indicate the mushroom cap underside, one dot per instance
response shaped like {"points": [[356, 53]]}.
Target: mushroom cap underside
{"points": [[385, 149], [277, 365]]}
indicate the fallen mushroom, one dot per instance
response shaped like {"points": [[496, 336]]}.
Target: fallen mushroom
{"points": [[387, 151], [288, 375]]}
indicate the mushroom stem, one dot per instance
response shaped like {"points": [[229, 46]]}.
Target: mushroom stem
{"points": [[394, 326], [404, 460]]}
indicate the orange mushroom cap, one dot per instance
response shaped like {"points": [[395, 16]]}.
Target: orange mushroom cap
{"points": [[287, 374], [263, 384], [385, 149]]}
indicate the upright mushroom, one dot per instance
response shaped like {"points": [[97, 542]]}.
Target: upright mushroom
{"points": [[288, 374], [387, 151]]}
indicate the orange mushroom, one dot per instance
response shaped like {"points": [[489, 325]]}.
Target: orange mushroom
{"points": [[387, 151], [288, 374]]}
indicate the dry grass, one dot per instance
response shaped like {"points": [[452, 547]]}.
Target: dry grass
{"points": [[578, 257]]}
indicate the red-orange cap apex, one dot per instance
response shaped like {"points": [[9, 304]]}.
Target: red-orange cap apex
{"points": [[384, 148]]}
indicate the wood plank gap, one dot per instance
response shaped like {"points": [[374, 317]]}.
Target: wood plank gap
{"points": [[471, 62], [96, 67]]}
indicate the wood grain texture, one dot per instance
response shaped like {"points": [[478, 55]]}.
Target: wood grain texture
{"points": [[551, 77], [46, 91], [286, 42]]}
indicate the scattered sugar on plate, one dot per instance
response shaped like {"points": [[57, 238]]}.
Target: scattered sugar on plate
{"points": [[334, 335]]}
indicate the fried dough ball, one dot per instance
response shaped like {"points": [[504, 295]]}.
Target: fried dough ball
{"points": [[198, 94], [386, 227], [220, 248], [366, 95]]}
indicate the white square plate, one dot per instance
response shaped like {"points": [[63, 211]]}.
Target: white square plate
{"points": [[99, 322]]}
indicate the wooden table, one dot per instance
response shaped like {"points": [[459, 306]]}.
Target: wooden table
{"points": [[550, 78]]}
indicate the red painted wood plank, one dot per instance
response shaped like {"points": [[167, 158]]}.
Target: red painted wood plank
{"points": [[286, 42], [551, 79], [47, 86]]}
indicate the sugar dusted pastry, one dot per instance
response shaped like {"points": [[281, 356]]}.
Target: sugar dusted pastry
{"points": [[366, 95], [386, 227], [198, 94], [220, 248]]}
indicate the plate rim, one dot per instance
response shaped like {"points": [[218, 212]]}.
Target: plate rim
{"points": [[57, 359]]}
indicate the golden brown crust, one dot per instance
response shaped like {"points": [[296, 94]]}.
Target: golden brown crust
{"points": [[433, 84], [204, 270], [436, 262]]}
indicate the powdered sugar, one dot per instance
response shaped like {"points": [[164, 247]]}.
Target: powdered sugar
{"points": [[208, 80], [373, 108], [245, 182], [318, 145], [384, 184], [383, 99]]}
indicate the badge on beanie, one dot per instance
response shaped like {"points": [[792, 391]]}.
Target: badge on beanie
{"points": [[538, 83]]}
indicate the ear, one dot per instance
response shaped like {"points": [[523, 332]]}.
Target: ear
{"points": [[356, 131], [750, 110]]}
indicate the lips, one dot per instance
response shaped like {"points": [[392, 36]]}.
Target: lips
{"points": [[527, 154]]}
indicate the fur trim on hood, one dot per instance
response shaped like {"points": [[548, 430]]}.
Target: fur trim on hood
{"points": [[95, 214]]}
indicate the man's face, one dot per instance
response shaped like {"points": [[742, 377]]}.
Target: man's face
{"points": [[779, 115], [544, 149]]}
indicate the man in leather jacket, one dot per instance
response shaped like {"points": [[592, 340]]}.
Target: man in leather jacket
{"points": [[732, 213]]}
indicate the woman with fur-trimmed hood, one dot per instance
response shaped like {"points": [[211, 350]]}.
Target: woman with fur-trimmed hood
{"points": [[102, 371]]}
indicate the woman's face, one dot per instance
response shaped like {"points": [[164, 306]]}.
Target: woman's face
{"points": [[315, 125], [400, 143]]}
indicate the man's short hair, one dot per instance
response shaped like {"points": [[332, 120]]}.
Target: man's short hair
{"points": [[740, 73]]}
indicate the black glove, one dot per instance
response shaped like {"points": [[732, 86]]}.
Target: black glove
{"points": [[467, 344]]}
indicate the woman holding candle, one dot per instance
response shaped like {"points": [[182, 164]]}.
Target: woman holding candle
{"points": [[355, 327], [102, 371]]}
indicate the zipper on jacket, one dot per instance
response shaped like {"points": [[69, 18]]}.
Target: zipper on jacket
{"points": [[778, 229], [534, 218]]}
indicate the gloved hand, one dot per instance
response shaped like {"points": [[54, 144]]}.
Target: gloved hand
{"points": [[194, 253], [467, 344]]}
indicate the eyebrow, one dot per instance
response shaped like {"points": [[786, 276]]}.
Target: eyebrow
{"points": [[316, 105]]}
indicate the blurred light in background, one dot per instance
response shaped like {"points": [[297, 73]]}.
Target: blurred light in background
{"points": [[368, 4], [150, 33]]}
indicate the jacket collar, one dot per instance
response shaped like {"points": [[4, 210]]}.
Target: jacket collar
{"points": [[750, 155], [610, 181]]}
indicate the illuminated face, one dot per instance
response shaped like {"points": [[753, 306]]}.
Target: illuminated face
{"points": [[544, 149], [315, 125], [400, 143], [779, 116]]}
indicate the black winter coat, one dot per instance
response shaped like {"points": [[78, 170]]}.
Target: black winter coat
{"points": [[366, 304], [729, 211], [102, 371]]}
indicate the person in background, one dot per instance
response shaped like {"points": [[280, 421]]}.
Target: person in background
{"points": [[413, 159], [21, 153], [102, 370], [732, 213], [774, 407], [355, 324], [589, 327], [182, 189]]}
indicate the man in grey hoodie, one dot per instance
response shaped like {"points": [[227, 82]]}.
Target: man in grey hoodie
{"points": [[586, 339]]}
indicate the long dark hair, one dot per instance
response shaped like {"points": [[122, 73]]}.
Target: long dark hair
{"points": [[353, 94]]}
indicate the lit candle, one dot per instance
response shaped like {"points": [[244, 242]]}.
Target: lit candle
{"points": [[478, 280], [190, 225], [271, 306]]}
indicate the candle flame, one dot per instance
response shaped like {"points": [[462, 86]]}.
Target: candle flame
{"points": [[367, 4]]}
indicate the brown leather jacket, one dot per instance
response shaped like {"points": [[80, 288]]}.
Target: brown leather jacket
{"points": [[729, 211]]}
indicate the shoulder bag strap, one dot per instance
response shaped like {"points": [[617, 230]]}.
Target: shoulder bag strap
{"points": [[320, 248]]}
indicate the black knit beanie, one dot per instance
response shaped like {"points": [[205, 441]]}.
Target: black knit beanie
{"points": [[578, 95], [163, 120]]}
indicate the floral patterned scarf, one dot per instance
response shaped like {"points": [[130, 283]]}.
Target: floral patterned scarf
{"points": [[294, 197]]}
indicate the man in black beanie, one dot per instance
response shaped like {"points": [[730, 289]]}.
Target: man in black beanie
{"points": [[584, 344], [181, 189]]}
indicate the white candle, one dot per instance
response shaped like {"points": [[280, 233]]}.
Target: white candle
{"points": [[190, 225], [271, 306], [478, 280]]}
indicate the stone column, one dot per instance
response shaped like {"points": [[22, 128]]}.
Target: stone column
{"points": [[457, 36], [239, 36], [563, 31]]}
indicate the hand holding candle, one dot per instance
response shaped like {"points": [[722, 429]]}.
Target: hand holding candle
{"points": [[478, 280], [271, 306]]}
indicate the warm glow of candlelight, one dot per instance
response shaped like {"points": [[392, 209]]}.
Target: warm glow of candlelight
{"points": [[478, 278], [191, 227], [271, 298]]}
---+---
**What to work on**
Quote every one of the items above verbatim, keeping them in their original order.

**Final result**
indicate the mushroom cap underside, one dot per instance
response shaped like {"points": [[356, 53]]}.
Target: mushroom cap underside
{"points": [[385, 149], [277, 365]]}
indicate the fallen mushroom, one dot per instance
response shaped like {"points": [[496, 336]]}.
Target: fallen mushroom
{"points": [[387, 151], [288, 375]]}
indicate the mushroom stem, one dot per instance
response shaped like {"points": [[229, 46]]}.
Target: mushroom stem
{"points": [[394, 326], [404, 460]]}
indicate the orange mushroom cap, one dot per instance
response shaped like {"points": [[395, 16]]}.
Target: orange mushroom cap
{"points": [[287, 374], [263, 384], [385, 149]]}
indicate the upright mushroom, one dot per instance
response shaped like {"points": [[97, 542]]}.
Target: upright mushroom
{"points": [[288, 374], [387, 151]]}
indicate the orange mushroom, one dot per instance
response shaped like {"points": [[489, 325]]}.
Target: orange mushroom
{"points": [[387, 151], [288, 374]]}
indicate the dry grass, one dot per instance
response shaped like {"points": [[452, 547]]}.
Target: dry grass
{"points": [[578, 257]]}
indicate the red-orange cap apex, one dot per instance
response shaped like {"points": [[9, 304]]}.
Target: red-orange cap apex
{"points": [[384, 148]]}
indicate the wood plank gap, one dot per instance
response shaped like {"points": [[374, 317]]}.
Target: wood plank gap
{"points": [[471, 62], [96, 67]]}
indicate the wood grain texture, one dot per instance
response shaped like {"points": [[478, 55]]}.
Target: wood grain texture
{"points": [[551, 77], [46, 91], [286, 42]]}
indicate the scattered sugar on plate, one dot per instance
response shaped like {"points": [[57, 238]]}.
Target: scattered sugar on plate
{"points": [[334, 335]]}
indicate the fried dough ball, one dot per instance
response shaped like {"points": [[504, 295]]}.
Target: fried dough ball
{"points": [[198, 94], [386, 227], [220, 248], [366, 95]]}
indicate the white square plate, one dot per instance
response shaped like {"points": [[63, 211]]}.
Target: white square plate
{"points": [[99, 322]]}
indicate the wooden table, one dot per instance
response shaped like {"points": [[459, 306]]}.
Target: wooden table
{"points": [[550, 78]]}
indicate the red painted wood plank, one dot per instance
response shaped like {"points": [[167, 158]]}.
Target: red painted wood plank
{"points": [[286, 42], [551, 79], [47, 86]]}
indicate the sugar dusted pastry, one dot per instance
response shaped like {"points": [[281, 356]]}.
Target: sugar dusted pastry
{"points": [[366, 95], [386, 227], [198, 94], [220, 248]]}
indicate the plate rim, one dot per instance
response shaped like {"points": [[218, 212]]}.
Target: plate rim
{"points": [[57, 359]]}
indicate the golden brown crust, one dot per instance
response shaped like {"points": [[296, 94]]}.
Target: golden brown crust
{"points": [[433, 84], [204, 270], [436, 262]]}
indicate the powdered sugar, one dot per instance
response shaped like {"points": [[164, 247]]}.
Target: powdered sugar
{"points": [[208, 80], [373, 108], [245, 182], [318, 145], [384, 184], [383, 99]]}
indicate the badge on beanie, one dot per instance
response shaped like {"points": [[792, 391]]}.
Target: badge on beanie
{"points": [[538, 83]]}
indicate the ear, one dot per instance
response shaped like {"points": [[523, 332]]}.
Target: ear
{"points": [[356, 131], [750, 110]]}
indicate the lips, one dot per instance
response shaped like {"points": [[392, 36]]}.
Target: lips
{"points": [[527, 154]]}
indicate the fur trim on hood, one dot per instance
response shaped like {"points": [[548, 430]]}.
Target: fur trim on hood
{"points": [[95, 214]]}
indicate the man's face, one dot per instance
response shaped like {"points": [[742, 377]]}.
Target: man's face
{"points": [[779, 115], [544, 149]]}
indicate the man in leather jacket, one dot per instance
response shaped like {"points": [[592, 340]]}.
Target: man in leather jacket
{"points": [[732, 213]]}
indicate the woman with fur-trimmed hood, one dot per instance
response shaped like {"points": [[211, 350]]}.
Target: woman with fur-trimmed hood
{"points": [[102, 371]]}
indicate the woman's face, one dot per instance
response shaped like {"points": [[164, 306]]}.
Target: woman's face
{"points": [[315, 125], [400, 143]]}
indicate the man's short hair, one dot per instance
response shaped like {"points": [[332, 120]]}.
Target: man's short hair
{"points": [[740, 73]]}
indicate the black glove, one dot per instance
response shaped like {"points": [[732, 86]]}.
Target: black glove
{"points": [[467, 344]]}
indicate the woman holding candle, one dot per instance
response shaped like {"points": [[182, 164]]}.
Target: woman holding candle
{"points": [[355, 327], [102, 371]]}
indicate the zipper on jacket, one dot per instance
response shaped like {"points": [[69, 18]]}.
Target: zipper on jacket
{"points": [[778, 229], [534, 218]]}
indicate the gloved hand, one dot per instance
response shaped like {"points": [[54, 144]]}.
Target: gloved hand
{"points": [[194, 253], [467, 344]]}
indicate the eyebrow, one dot per instance
response shaped like {"points": [[786, 276]]}.
Target: eyebrow
{"points": [[316, 105]]}
indicate the blurred light in background, one dot per instance
response shaped like {"points": [[297, 73]]}.
Target: blurred light in background
{"points": [[368, 4], [150, 33]]}
indicate the jacket collar, one dot per instance
response shaped like {"points": [[4, 210]]}.
Target: jacket collar
{"points": [[750, 155], [610, 181]]}
indicate the illuminated face, one dot per instance
response shaped like {"points": [[753, 306]]}.
Target: illuminated face
{"points": [[544, 149], [315, 125], [400, 143], [779, 116]]}
indicate the black winter coat, one dot per instance
response shaped like {"points": [[78, 170]]}.
Target: black winter coat
{"points": [[366, 304], [729, 211], [102, 371]]}
indicate the person in background, one dot per instance
response shaped like {"points": [[280, 421]]}.
Target: person in background
{"points": [[413, 159], [21, 153], [102, 370], [732, 213], [774, 407], [355, 324], [589, 327], [182, 189]]}
indicate the man in grey hoodie, one dot per instance
response shaped like {"points": [[227, 82]]}.
Target: man in grey hoodie
{"points": [[586, 339]]}
indicate the long dark hair, one dot per instance
response shaped like {"points": [[122, 73]]}.
Target: long dark hair
{"points": [[353, 94]]}
indicate the lit candle, one dot per instance
response shaped like {"points": [[244, 242]]}.
Target: lit candle
{"points": [[478, 280], [190, 225], [271, 306]]}
indicate the candle flame, one dot per instance
response shaped like {"points": [[462, 86]]}.
Target: candle flame
{"points": [[367, 4]]}
indicate the brown leather jacket, one dot per instance
response shaped like {"points": [[80, 288]]}.
Target: brown leather jacket
{"points": [[729, 211]]}
indicate the shoulder bag strap, one dot per instance
response shaped like {"points": [[617, 230]]}.
Target: shoulder bag strap
{"points": [[320, 248]]}
indicate the black knit beanie, one dot per instance
response shaped like {"points": [[205, 441]]}.
Target: black knit beanie
{"points": [[578, 95], [163, 120]]}
indicate the floral patterned scarf, one dot per instance
response shaped like {"points": [[130, 283]]}.
Target: floral patterned scarf
{"points": [[294, 197]]}
indicate the man in black beanie, one dot per instance
response shaped like {"points": [[730, 289]]}.
Target: man in black beanie
{"points": [[584, 344], [181, 189]]}
indicate the white candle, one dot per instance
response shaped like {"points": [[280, 233]]}.
Target: white candle
{"points": [[190, 225], [271, 306], [478, 280]]}
indicate the stone column, one dot per instance
response shaped like {"points": [[22, 128]]}.
Target: stone column
{"points": [[457, 36], [239, 36], [563, 31]]}
indicate the hand holding candle, one dot per instance
response shaped like {"points": [[722, 429]]}.
Target: hand holding candle
{"points": [[478, 280], [271, 306]]}
indicate the warm glow of candlelight, one dot per instance
response shaped like {"points": [[392, 209]]}.
Target: warm glow of candlelight
{"points": [[478, 278], [191, 227], [271, 298]]}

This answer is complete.